I know you clearly are ignoring my actual words, but there is no revisionist history or negative bias in that article, which is what this thread is about.  Quite the opposite, it's the best picture of what it was actually like inside NEC US and TTI that we've ever gotten, and it was written by a journalist who was a big fan of the system in the early '90s.  What you're saying here is ridiculous compared to reality.  And of course, most of what I've said in this thread is just to say that I think the article is accurate, so I'm not being "revisionist" either.

Of course, it's also not "revisionist" to say that no console has ever succeeded which had poor national distribution and relied as much on catalog ordering as it did in-store sales.  And that we now know that the previous guesstimate of US TG16 sales, 900,000, actually is far too high and the system actually sold somewhere between 550,000 and 650,000 in the US and Canada, with 750,000 total being manufactured for the Americas, shows this even more strongly than ever.

=====

> **Exercise directions**:
In one to three sentences, explain why the writer of the post about the TG16 article says they are not being "revisionist" either. The material after this has no role in the work here.

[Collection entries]

=====

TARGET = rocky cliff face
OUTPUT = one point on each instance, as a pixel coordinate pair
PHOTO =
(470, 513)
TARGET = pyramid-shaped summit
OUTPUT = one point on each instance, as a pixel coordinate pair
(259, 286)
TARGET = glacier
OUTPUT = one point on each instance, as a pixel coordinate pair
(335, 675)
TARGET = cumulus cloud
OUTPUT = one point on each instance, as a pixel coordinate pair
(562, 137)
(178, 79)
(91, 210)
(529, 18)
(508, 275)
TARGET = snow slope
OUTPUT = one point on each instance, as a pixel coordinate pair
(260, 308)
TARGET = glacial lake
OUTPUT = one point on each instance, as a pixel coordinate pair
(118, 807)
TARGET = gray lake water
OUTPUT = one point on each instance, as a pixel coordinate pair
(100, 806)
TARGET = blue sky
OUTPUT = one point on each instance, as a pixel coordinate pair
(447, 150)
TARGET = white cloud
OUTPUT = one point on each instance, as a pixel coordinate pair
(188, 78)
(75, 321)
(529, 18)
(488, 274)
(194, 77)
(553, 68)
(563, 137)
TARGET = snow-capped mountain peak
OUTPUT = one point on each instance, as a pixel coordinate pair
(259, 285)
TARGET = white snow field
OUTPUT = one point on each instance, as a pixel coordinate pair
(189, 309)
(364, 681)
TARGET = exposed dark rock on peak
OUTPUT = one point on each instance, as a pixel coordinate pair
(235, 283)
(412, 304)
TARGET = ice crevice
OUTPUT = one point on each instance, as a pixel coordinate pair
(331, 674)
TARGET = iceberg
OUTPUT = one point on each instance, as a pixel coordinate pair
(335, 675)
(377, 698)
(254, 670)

=====

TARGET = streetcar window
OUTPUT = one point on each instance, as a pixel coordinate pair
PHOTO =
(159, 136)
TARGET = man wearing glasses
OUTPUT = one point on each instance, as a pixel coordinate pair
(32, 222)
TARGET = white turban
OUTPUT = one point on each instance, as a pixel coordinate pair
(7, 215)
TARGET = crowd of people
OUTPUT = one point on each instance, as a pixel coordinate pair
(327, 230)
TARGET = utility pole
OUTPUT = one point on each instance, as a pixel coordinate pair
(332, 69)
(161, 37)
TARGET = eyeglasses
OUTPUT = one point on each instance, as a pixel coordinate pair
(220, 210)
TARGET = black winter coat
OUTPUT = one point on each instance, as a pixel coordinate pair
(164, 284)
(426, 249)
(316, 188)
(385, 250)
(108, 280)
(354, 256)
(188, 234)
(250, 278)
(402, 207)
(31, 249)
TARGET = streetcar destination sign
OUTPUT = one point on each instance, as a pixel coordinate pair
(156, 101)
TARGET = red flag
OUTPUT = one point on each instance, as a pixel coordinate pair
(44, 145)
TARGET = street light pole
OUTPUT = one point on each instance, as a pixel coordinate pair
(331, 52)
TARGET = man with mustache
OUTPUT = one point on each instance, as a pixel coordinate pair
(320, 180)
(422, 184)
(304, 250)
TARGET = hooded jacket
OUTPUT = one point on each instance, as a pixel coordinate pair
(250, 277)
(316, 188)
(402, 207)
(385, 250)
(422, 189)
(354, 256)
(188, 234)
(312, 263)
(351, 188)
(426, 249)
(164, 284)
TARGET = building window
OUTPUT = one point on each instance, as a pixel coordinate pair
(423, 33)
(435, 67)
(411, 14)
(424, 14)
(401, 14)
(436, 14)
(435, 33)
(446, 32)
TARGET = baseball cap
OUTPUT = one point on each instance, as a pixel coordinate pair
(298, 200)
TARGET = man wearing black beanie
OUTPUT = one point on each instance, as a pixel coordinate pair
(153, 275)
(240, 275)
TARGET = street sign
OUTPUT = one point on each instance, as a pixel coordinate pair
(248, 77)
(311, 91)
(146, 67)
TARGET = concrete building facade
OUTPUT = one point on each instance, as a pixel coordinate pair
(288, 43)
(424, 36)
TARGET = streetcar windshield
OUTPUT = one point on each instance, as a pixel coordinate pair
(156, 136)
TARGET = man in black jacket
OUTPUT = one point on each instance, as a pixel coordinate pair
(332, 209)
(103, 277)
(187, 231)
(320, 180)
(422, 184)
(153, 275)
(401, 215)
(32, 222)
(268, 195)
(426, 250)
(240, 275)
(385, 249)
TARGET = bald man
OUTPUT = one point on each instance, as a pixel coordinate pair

=====

> **Your solution**:
Most of what the writer has said in the thread only expresses the view that the article is accurate. The writer holds that the article itself has no revisionist history or negative bias.